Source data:
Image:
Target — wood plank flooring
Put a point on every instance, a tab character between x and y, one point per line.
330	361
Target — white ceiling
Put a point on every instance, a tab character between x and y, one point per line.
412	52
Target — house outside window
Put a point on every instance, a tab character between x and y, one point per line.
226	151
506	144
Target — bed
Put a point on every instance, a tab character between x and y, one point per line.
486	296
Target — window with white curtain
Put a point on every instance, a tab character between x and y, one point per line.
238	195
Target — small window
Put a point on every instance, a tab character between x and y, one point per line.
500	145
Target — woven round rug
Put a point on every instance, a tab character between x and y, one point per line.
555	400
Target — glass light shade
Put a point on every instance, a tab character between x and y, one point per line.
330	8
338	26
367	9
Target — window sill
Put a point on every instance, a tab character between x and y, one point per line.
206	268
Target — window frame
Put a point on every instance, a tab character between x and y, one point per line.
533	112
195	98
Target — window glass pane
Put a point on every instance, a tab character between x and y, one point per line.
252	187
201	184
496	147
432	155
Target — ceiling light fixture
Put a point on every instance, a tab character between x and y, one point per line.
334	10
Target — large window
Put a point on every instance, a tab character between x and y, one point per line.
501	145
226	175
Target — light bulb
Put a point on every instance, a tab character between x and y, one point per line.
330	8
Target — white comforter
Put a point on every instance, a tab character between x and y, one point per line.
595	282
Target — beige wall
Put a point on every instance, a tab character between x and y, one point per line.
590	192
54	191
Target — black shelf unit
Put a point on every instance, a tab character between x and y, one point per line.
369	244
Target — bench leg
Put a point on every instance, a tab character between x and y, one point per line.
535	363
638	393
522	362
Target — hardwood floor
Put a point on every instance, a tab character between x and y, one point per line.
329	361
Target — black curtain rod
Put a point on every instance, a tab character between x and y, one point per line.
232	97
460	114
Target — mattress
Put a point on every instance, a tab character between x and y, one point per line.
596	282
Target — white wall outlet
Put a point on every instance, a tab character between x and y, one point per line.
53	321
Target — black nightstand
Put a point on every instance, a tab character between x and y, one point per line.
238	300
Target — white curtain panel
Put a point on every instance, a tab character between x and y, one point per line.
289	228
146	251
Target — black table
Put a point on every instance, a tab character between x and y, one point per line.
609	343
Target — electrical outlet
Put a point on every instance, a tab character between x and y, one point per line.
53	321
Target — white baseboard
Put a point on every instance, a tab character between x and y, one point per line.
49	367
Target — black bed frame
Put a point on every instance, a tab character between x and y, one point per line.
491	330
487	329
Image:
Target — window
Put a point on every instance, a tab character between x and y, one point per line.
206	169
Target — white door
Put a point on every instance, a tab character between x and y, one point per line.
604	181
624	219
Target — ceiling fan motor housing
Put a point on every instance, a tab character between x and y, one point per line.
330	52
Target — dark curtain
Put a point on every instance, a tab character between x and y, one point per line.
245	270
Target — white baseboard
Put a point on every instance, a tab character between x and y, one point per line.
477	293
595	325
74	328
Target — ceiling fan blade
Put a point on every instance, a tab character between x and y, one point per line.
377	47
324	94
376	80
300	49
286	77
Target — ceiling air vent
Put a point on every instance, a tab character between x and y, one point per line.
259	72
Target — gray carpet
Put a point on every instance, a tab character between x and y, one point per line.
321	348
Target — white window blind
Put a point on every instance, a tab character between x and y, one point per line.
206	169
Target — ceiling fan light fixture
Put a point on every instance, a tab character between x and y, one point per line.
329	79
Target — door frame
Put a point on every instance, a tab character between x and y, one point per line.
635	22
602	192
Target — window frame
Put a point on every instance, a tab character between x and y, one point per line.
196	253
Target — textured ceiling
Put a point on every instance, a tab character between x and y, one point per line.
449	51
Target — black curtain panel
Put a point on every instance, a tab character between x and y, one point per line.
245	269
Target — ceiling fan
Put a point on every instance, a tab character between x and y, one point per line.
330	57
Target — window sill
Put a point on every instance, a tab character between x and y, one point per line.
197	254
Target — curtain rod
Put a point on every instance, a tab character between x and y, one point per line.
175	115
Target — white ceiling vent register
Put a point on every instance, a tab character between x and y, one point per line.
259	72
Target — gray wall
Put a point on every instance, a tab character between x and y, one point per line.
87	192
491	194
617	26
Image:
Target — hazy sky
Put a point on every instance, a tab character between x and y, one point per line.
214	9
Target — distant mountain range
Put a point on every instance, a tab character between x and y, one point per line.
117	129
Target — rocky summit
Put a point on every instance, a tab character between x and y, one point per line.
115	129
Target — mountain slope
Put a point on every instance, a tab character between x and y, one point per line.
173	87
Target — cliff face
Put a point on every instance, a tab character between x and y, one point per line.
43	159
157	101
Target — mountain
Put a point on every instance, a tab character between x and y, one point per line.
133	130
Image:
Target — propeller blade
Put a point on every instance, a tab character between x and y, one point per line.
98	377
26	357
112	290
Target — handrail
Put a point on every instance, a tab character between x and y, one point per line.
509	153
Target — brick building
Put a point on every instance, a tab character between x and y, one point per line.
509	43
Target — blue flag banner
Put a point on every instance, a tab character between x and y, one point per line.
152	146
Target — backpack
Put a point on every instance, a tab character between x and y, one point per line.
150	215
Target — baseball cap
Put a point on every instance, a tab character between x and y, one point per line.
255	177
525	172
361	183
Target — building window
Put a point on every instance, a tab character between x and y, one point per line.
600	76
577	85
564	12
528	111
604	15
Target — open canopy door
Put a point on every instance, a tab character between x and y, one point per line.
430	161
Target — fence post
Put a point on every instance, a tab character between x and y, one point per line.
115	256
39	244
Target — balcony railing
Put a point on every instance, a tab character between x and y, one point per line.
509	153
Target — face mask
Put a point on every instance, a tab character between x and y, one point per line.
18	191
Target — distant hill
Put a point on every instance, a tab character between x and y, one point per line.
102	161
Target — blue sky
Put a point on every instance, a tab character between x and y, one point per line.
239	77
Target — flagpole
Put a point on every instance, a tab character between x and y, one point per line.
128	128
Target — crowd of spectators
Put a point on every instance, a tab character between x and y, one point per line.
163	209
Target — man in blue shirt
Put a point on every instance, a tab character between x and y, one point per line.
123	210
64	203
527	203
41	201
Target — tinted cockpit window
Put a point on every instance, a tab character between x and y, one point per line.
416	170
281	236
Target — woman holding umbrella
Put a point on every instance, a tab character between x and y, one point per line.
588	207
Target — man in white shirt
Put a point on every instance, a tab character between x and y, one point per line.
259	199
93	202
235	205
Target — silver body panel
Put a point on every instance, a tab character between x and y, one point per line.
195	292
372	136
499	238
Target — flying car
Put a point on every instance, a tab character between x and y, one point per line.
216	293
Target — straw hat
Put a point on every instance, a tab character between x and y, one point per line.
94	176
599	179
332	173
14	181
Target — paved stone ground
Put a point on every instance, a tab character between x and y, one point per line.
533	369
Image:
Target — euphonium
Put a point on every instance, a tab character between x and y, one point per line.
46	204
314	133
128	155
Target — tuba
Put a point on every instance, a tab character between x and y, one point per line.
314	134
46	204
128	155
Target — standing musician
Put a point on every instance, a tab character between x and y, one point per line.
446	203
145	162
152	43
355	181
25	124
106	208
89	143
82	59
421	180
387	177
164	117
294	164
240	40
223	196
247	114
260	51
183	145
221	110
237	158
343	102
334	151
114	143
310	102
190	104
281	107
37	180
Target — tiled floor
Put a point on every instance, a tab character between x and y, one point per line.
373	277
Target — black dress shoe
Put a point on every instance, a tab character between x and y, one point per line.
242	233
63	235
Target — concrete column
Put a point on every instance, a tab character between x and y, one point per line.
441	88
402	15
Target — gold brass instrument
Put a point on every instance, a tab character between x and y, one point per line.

## Task
Copy out the records word for word, from the line containing "Target — concrete column" down to the end of the records, including both ends.

## Full response
Target — concrete column
Put a point on every instance, a tab character between x and y, one point per line.
441	88
402	15
Target — gold brass instrument
Put a point on every instance, a tab character between x and y, one point per line.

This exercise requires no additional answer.